| To be done |
Write out the records below word for word, please.
------------------------------------
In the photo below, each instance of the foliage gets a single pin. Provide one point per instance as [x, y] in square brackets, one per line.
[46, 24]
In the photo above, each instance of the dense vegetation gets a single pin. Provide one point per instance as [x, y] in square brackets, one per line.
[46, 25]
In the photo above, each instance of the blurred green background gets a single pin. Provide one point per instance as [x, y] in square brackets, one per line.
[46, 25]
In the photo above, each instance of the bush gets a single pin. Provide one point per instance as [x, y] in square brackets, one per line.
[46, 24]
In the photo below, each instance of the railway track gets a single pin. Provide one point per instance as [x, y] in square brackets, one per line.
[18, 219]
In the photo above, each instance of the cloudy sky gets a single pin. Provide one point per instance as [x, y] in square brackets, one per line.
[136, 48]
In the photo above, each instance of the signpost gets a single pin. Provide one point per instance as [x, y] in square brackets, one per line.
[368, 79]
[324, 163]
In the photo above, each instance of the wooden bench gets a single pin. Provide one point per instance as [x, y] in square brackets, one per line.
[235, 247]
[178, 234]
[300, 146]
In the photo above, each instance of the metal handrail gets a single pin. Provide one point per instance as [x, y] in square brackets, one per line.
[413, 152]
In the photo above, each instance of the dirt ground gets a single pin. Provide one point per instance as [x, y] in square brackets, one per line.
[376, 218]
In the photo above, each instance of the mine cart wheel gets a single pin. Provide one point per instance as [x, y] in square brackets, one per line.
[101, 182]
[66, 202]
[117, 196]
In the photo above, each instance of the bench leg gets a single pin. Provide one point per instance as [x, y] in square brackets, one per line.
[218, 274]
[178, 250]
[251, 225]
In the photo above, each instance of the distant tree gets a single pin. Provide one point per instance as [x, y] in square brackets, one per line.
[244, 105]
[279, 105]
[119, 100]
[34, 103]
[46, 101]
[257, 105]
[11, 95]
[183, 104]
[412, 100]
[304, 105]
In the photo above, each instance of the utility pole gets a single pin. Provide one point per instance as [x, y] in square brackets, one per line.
------------------------------------
| Written response |
In the photo below, each instance of the foliage gets a single pin. Provide one point per instance as [x, y] in square brackets, one per line.
[46, 24]
In the photo above, each instance of the dense vegetation gets a single pin. Provide one point per instance as [x, y] in square brackets, one per line.
[46, 25]
In the photo above, each instance of the blurred green background gets a single pin. Provide one point per instance as [x, y] in square brackets, one per line.
[46, 25]
In the photo above, each instance of the bush gets a single pin. Provide one point per instance as [x, y] in square brackets, one per line.
[46, 24]
In the photo below, each instance of the railway track gets a single pin. Provide one point per instance as [x, y] in square brackets, one per line.
[18, 219]
In the photo above, each instance of the cloudy sky gets a single pin. Provide one point per instance as [x, y] in square brackets, one per line.
[136, 48]
In the photo above, each instance of the signpost gets a single pin. Provide one point per instance as [x, y] in square brackets, one per line.
[368, 79]
[324, 163]
In the photo above, each instance of the wooden bench gets a single pin. Provide one point per instance as [x, y] in square brackets, one per line.
[235, 247]
[178, 234]
[300, 146]
In the photo above, each instance of the metal handrail gets a single pin. Provide one point per instance as [x, y] in square brackets, one per line.
[413, 152]
In the photo above, each instance of the dirt ground gets a single pin. Provide one point per instance as [x, y] in square brackets, one per line.
[376, 218]
In the photo above, each instance of the mine cart wheel gets a single pin. Provide one point per instance as [x, y] in square brackets, one per line.
[101, 182]
[66, 202]
[117, 196]
In the photo above, each instance of the bench leg gets a single pin. Provide one point per instance as [x, y] in square brackets, one per line.
[218, 274]
[178, 250]
[251, 225]
In the photo above, each instance of the distant tree gets a single pin. Provide one point per instance as [x, y] in square brackets, one per line.
[244, 105]
[279, 105]
[119, 100]
[34, 103]
[46, 101]
[257, 105]
[11, 95]
[183, 104]
[412, 100]
[304, 105]
In the photo above, each instance of the utility pole gets a single pin. Provide one point per instance as [x, y] in square brackets, one per line.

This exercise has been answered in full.